**JOB A:** Identify every line of the listing that contains the word "wooden", and copy each of those lines.

**DOCUMENT EXTRACT:**

--- begin ---

Music

Fed Up With Rock

|


Fifteen years ago rock was not taken very seriously. It was considered preadolescent music and when people talked about "serious music" it was understood that they were not talking about rock. Today all that has changed. Rock is omnipresent and is taken very, very seriously. Adults approach you shouting, "Have you heard the latest by the 'Mentally Retarded?'" whose latest generally is their first and last. Books are written on the history of rock and on its great significance for Our Time (always capitalized). Rock artists like Dylan and The Beatles are considered the great artists of our era. It is the purpose of this essay to put rock into a proper musical perspective.

First off I must emphasize that I am considering rock from a musical perspective. It is necessary to state this because I am often confused by rock aficionados who tell me they absolutely adore such and such a group and yet when pressed they admit they cannot remember any of the group's music. This split also shows up in many reviews of rock music I have read, where the reviewer will quote a passage from a song in order to show the reader how good or bad the song is. The reviewer has, however, said nothing about the song but has shown the reader the quality of the poetry that has been set to music.

This split between words and music in rock is not a trivial point. It does not, to my knowledge, occur in other musical genres. (For example, when Samuel Barber's opera "Cleopatra" was premiered a few years ago, I don't recall a single review pro or con divorcing the words from the music.) I think this split points to an important deficiency in rock, that deficiency being the frequent inability of the rock artist to integrate the subject matter of the words with the emotional projections of the music.

An example will clarify what I mean. I once listened to the Tom Jones show. At the end of the program there is an approximately ten-minute segment when Jones does nothing but sing. On this night he sang one of his top hits called "Delilah." The song is about a man whose woman betrays him for another man. The first man ends the story of the song by stabbing and killing Delilah. Pretty sordid stuff; and, yet, the music has one of the gayest tunes I've heard from rock. Tom Jones while signing the song was dancing around the stage, just having a jolly old time. At the point in the song where the man stabs Delilah, Jones was smiling and dancing as if he was tip-toeing through the tulips. The effect was ludicrous.

Another reason it is important to point out this split between words and music in rock is that it shows us the basic amateurishness of rock music. For instance, continental European rock stars have made no headway on the U.S. market as long as they sing only a foreign language. Why? Because if the listener cannot understand the words, he must then focus on the music and in rock the music just isn't worth all that effort. Yes, I know that English speaking rock groups make frequent tours of continental Europe, but one must remember that an awful lot of continental Europeans speak English. Also, ask yourself how many continental European rock groups you can name, groups who only sing non-English, have ever had tours in the U.S., and of those how many lasted any length of time? To emphasize my point I would ask rock fans if they would listen to Dylan if he sang only in Italian.

Now, in the serious music genre, the fact that an opera is in a foreign language is no hindrance to its distribution. The only exception to this is if the opera is written in an obscure language which the singers don't know how to pronounce. In that case a translation is usually effected (but not necessarily in the singer's native tongue). In fact, most opera lovers I've talked to prefer to listen to opera in a language they don't understand so that they can concentrate on the music.

--- end ---

**RECORDS TO USE:**
--- begin ---

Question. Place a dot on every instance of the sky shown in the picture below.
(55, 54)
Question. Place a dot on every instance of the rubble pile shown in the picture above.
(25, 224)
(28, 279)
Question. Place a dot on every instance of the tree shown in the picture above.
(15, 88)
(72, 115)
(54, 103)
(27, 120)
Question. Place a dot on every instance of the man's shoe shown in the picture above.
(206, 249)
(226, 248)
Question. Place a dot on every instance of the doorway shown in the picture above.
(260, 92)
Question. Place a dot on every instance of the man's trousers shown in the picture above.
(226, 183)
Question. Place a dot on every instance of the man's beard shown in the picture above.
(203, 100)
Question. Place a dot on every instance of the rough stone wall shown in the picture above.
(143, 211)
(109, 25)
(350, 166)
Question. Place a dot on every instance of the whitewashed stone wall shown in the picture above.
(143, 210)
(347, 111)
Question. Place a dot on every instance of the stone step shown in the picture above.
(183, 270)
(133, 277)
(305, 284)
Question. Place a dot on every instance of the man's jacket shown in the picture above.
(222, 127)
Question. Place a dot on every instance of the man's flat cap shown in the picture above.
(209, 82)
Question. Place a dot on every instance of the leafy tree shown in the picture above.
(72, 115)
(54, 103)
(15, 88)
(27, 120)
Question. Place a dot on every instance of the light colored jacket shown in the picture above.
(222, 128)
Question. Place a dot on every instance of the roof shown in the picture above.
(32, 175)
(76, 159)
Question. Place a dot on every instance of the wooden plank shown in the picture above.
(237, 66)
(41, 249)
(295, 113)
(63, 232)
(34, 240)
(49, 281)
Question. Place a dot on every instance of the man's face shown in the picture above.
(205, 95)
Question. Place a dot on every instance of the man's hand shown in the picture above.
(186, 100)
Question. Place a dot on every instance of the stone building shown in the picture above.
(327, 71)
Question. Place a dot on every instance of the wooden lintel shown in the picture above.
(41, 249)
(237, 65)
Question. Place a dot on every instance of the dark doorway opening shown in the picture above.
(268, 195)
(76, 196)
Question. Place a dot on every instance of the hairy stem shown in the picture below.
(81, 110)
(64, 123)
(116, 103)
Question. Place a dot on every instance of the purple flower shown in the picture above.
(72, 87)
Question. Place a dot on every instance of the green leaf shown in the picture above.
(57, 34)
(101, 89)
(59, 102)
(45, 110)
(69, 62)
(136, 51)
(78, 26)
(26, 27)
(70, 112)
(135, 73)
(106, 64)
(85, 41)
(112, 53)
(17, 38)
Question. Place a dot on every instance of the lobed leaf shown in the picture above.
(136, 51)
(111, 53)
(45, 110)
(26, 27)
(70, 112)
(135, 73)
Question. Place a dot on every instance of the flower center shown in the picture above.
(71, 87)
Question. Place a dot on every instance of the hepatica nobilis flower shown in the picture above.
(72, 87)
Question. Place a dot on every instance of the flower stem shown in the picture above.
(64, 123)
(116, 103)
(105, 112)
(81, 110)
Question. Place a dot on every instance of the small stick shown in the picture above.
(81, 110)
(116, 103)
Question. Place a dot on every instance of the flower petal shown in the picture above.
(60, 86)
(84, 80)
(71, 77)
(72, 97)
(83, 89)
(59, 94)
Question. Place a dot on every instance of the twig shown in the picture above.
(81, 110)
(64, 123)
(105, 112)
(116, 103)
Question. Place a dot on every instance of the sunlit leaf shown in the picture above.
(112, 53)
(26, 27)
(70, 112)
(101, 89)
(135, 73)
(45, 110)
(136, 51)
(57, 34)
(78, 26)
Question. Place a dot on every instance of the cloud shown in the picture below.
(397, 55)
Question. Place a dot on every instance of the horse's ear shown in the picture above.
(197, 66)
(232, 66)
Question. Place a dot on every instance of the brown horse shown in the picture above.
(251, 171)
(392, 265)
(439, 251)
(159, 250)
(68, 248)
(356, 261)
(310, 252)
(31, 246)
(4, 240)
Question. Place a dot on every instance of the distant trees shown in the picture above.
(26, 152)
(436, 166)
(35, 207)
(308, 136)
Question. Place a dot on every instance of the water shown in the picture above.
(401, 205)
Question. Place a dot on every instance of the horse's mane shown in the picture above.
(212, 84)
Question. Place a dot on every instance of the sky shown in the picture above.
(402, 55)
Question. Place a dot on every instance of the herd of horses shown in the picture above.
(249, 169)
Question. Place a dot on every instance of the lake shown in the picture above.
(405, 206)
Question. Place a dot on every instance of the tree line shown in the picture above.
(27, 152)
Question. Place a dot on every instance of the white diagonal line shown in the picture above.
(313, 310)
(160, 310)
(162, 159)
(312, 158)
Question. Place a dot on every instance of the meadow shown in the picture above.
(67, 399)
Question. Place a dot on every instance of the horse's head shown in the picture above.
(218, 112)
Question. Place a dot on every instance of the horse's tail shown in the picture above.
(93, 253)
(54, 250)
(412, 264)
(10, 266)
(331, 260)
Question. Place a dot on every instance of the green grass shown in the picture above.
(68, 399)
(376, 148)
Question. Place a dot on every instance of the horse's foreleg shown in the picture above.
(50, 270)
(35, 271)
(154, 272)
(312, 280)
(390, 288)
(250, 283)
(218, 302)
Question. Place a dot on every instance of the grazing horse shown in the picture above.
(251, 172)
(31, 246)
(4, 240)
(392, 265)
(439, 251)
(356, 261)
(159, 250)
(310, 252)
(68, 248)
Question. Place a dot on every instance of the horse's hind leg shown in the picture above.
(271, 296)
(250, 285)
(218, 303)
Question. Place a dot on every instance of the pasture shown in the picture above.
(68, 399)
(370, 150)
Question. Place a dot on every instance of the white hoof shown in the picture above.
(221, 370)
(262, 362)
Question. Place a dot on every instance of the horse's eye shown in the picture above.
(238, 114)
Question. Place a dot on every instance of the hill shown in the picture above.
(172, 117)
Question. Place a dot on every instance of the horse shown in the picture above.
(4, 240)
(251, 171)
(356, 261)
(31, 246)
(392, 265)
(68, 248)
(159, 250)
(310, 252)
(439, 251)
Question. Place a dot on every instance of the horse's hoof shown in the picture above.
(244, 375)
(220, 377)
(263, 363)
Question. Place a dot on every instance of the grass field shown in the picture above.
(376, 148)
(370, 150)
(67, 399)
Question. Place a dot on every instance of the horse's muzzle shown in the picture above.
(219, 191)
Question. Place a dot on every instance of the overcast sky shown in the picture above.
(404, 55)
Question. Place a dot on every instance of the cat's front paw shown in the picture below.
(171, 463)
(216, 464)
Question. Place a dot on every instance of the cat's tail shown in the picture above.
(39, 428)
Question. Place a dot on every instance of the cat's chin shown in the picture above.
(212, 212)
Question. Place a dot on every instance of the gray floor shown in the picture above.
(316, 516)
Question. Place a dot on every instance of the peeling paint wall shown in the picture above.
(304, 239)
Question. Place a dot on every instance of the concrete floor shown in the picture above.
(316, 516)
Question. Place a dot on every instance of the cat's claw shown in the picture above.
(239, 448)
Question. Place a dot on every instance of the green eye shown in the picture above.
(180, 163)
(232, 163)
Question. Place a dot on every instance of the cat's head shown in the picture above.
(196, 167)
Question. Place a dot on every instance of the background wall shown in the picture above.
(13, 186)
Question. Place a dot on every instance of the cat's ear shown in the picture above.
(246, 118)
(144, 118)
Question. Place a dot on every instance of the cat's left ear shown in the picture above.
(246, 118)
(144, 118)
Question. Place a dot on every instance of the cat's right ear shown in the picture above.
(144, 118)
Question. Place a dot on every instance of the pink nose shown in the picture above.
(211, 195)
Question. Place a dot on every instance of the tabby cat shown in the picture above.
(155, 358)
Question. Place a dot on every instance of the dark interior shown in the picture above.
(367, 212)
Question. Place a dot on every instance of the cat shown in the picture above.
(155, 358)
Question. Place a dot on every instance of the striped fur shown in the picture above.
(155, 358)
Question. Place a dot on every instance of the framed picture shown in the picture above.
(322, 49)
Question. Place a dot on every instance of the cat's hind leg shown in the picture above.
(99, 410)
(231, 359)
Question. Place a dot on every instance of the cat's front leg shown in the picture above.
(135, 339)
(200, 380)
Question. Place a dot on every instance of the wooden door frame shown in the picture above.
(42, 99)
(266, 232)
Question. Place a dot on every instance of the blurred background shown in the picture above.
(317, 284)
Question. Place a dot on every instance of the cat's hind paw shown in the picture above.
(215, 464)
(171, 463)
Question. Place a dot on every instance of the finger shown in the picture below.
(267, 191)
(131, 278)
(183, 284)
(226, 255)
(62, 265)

--- end ---

**JOB B:** In the essay on rock music, which opera premiere does the writer recall as drawing no reviews that separated the words from the music?

**WORKED ANSWER A:**
Question. Place a dot on every instance of the wooden plank shown in the picture above.
Question. Place a dot on every instance of the wooden lintel shown in the picture above.
Question. Place a dot on every instance of the wooden door frame shown in the picture above.

**WORKED ANSWER B:** The premiere of Samuel Barber's opera "Cleopatra."